DIRECTIVE »
Reproduce every line of the listing below, requests included but pictures omitted, and add -43 to each coordinate in the answers, leaving the numbers in the requests and their format samples unchanged.

MATERIAL PROVIDED »
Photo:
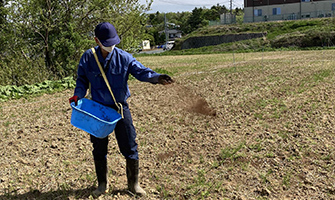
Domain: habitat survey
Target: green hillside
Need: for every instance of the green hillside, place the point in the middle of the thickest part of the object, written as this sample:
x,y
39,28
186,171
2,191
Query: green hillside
x,y
299,34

FULL OUTPUT »
Photo:
Domain: habitat survey
Target: green hillside
Need: for every instance of the green hillside, place the point in the middle of the thickest part of the object, written as this sample:
x,y
39,28
186,171
2,191
Query: green hillside
x,y
256,-9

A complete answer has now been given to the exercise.